---------- Data entries

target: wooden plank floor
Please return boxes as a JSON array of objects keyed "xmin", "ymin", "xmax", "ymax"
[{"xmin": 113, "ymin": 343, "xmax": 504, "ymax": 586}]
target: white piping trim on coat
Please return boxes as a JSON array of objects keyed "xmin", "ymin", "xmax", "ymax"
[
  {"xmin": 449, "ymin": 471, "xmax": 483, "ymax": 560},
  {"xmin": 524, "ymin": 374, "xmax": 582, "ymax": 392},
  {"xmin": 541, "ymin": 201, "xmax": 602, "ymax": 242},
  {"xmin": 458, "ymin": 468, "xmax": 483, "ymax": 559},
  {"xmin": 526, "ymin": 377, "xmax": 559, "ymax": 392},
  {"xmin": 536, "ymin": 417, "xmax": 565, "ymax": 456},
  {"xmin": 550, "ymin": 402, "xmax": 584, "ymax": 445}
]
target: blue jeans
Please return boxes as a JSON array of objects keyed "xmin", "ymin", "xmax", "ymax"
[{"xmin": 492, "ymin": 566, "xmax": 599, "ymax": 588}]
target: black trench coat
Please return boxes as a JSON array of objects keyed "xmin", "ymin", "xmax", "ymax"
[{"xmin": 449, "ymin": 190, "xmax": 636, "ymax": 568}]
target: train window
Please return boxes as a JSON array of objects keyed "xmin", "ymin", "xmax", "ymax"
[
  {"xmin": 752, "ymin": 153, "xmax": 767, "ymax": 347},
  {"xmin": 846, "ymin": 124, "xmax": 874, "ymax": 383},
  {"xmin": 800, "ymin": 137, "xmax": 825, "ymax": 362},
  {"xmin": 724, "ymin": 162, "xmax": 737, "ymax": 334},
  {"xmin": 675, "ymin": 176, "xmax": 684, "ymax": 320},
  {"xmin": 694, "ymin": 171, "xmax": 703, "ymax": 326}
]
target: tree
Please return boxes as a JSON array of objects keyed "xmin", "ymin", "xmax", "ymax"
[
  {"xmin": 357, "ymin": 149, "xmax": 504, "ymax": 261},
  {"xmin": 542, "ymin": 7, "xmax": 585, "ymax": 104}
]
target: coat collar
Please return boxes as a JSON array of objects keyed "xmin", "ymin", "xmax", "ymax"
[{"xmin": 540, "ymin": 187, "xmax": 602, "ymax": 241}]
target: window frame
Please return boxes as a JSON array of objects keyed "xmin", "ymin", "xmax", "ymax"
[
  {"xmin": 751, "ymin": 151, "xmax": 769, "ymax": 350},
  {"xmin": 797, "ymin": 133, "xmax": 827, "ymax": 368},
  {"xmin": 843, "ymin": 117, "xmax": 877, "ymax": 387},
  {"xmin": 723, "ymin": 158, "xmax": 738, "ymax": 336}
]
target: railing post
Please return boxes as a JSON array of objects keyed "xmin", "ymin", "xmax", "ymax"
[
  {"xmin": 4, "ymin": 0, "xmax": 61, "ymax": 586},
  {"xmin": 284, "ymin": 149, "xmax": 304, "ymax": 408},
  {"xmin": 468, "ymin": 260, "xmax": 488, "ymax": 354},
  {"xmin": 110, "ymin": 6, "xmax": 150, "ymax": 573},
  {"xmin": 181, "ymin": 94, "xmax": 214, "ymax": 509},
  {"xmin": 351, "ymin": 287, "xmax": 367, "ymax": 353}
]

--------------------

→ **Aim of the task**:
Pick out each line in the data above that contains the string "target", and copy those lines unchanged.

→ **Task answer**:
target: wooden plank floor
target: white piping trim on coat
target: blue jeans
target: black trench coat
target: train window
target: tree
target: coat collar
target: window frame
target: railing post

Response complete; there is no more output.